» How to complete this task: The entries are to be written out again with no differences.

» Point localization data:
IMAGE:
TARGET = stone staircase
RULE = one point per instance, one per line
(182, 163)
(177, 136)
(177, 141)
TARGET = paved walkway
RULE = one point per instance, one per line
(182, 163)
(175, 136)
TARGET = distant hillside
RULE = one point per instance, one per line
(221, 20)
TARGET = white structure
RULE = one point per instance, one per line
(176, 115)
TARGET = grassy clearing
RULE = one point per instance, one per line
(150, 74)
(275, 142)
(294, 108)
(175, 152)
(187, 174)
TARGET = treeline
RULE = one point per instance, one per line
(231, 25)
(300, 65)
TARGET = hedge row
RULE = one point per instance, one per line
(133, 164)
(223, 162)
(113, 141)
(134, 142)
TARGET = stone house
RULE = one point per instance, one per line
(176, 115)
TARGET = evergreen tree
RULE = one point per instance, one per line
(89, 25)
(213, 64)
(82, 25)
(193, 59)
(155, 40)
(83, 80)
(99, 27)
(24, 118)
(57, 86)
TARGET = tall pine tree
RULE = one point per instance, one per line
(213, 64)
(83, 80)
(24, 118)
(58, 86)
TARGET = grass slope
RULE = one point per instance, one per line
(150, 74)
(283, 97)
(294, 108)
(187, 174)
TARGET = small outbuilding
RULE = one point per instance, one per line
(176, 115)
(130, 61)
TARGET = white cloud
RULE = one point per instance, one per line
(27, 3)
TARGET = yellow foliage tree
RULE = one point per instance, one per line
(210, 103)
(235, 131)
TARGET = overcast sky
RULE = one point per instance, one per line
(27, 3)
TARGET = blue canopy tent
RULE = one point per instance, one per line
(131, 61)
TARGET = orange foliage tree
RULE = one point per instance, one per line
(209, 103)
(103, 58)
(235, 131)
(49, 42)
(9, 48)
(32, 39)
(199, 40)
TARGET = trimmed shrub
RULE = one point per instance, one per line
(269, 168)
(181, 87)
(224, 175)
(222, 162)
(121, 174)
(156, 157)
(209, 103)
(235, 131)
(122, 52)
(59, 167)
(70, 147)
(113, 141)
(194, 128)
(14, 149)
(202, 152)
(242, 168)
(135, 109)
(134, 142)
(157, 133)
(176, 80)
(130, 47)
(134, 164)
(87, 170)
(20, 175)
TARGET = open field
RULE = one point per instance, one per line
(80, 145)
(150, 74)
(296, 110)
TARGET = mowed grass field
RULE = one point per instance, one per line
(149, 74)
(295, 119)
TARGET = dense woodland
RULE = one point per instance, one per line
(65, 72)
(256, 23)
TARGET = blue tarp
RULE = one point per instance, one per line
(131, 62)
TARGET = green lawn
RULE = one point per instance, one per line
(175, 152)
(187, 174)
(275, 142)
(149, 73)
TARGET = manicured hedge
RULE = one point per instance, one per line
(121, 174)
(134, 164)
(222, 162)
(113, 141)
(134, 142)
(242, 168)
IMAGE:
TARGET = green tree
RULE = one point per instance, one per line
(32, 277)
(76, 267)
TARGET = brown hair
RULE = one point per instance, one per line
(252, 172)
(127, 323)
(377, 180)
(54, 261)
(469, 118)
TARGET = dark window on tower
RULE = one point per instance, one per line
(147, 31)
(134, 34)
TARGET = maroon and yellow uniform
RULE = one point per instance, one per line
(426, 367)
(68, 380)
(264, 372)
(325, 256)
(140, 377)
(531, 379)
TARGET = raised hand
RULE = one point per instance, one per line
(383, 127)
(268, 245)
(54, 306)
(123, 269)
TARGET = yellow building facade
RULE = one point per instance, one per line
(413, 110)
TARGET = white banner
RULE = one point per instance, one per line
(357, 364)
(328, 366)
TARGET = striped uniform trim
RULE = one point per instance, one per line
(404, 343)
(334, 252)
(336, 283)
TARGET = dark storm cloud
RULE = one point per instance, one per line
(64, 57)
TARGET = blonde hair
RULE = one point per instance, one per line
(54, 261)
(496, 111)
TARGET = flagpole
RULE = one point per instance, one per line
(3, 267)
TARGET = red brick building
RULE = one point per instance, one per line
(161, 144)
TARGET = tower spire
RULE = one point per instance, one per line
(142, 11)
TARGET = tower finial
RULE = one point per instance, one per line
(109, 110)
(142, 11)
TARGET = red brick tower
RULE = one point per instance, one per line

» Answer to the problem:
IMAGE:
TARGET = stone staircase
RULE = one point per instance, one per line
(182, 163)
(177, 136)
(177, 141)
TARGET = paved walkway
RULE = one point per instance, one per line
(182, 163)
(175, 136)
TARGET = distant hillside
RULE = one point per instance, one per line
(221, 20)
TARGET = white structure
RULE = one point per instance, one per line
(176, 115)
TARGET = grassy clearing
RULE = one point per instance, one per line
(150, 74)
(275, 142)
(294, 108)
(175, 152)
(187, 174)
TARGET = treeline
RULE = one point per instance, one per line
(231, 25)
(300, 65)
TARGET = hedge row
RULE = one point per instance, one per line
(133, 164)
(223, 162)
(113, 141)
(134, 142)
TARGET = stone house
RULE = one point per instance, one per line
(176, 115)
TARGET = evergreen tree
RULE = one point per instance, one per line
(89, 25)
(213, 64)
(82, 25)
(193, 59)
(155, 40)
(83, 80)
(99, 27)
(24, 118)
(57, 86)
TARGET = tall pine tree
RULE = one point per instance, one per line
(213, 64)
(83, 80)
(24, 118)
(58, 86)
TARGET = grass slope
RULE = one point per instance, one per line
(150, 74)
(283, 97)
(294, 108)
(187, 174)
TARGET = small outbuilding
RULE = one point per instance, one per line
(176, 115)
(130, 61)
TARGET = white cloud
RULE = one point per instance, one per line
(27, 3)
TARGET = yellow foliage tree
RULE = one point per instance, one per line
(210, 103)
(235, 131)
TARGET = overcast sky
RULE = one point per instance, one per line
(27, 3)
TARGET = blue canopy tent
RULE = one point per instance, one per line
(131, 61)
TARGET = orange foliage tree
RULE = one point per instance, one per line
(209, 103)
(103, 58)
(235, 131)
(49, 42)
(9, 48)
(32, 39)
(199, 40)
TARGET = trimmed shrub
RULE = one point per instance, one per line
(269, 168)
(181, 87)
(224, 175)
(222, 162)
(121, 174)
(156, 157)
(209, 103)
(235, 131)
(122, 52)
(59, 167)
(70, 147)
(113, 141)
(194, 128)
(14, 149)
(202, 152)
(242, 168)
(135, 109)
(134, 142)
(157, 133)
(176, 80)
(130, 47)
(134, 164)
(87, 170)
(20, 175)
TARGET = open field
RULE = one point per instance, one per line
(80, 145)
(150, 74)
(296, 110)
TARGET = mowed grass field
RULE = one point per instance, one per line
(149, 74)
(295, 119)
TARGET = dense woodland
RULE = one point per instance, one per line
(65, 72)
(256, 23)
TARGET = blue tarp
RULE = one point per instance, one per line
(131, 62)
TARGET = green lawn
RULE = one point per instance, one per line
(175, 152)
(187, 174)
(275, 142)
(149, 73)
TARGET = manicured hedge
RULE = one point per instance, one per line
(121, 174)
(134, 164)
(222, 162)
(113, 141)
(134, 142)
(242, 168)
IMAGE:
TARGET = green tree
RULE = one point per instance, one per line
(32, 277)
(76, 267)
TARGET = brown hair
RULE = one point per instance, one per line
(252, 172)
(127, 323)
(377, 180)
(54, 261)
(469, 118)
TARGET = dark window on tower
RULE = one point per instance, one per line
(147, 31)
(134, 34)
TARGET = maroon and yellow uniform
RULE = one point per instance, one per line
(426, 367)
(68, 380)
(264, 372)
(325, 256)
(140, 377)
(531, 379)
TARGET = raised hand
RULE = one point per instance, one per line
(383, 127)
(268, 245)
(54, 306)
(123, 269)
TARGET = yellow building facade
RULE = one point per instance, one per line
(413, 110)
TARGET = white banner
RULE = one point per instance, one per line
(357, 364)
(328, 366)
TARGET = striped uniform trim
RULE = one point per instance, one per line
(404, 343)
(334, 252)
(336, 283)
TARGET = dark storm cloud
RULE = one point per instance, one per line
(64, 57)
TARGET = blonde hair
RULE = one point per instance, one per line
(54, 261)
(496, 111)
TARGET = flagpole
RULE = one point per instance, one per line
(3, 267)
TARGET = red brick building
RULE = one point per instance, one per line
(161, 144)
TARGET = tower spire
RULE = one point per instance, one per line
(142, 11)
TARGET = tower finial
RULE = one point per instance, one per line
(109, 110)
(142, 11)
TARGET = red brick tower
RULE = one point per instance, one per line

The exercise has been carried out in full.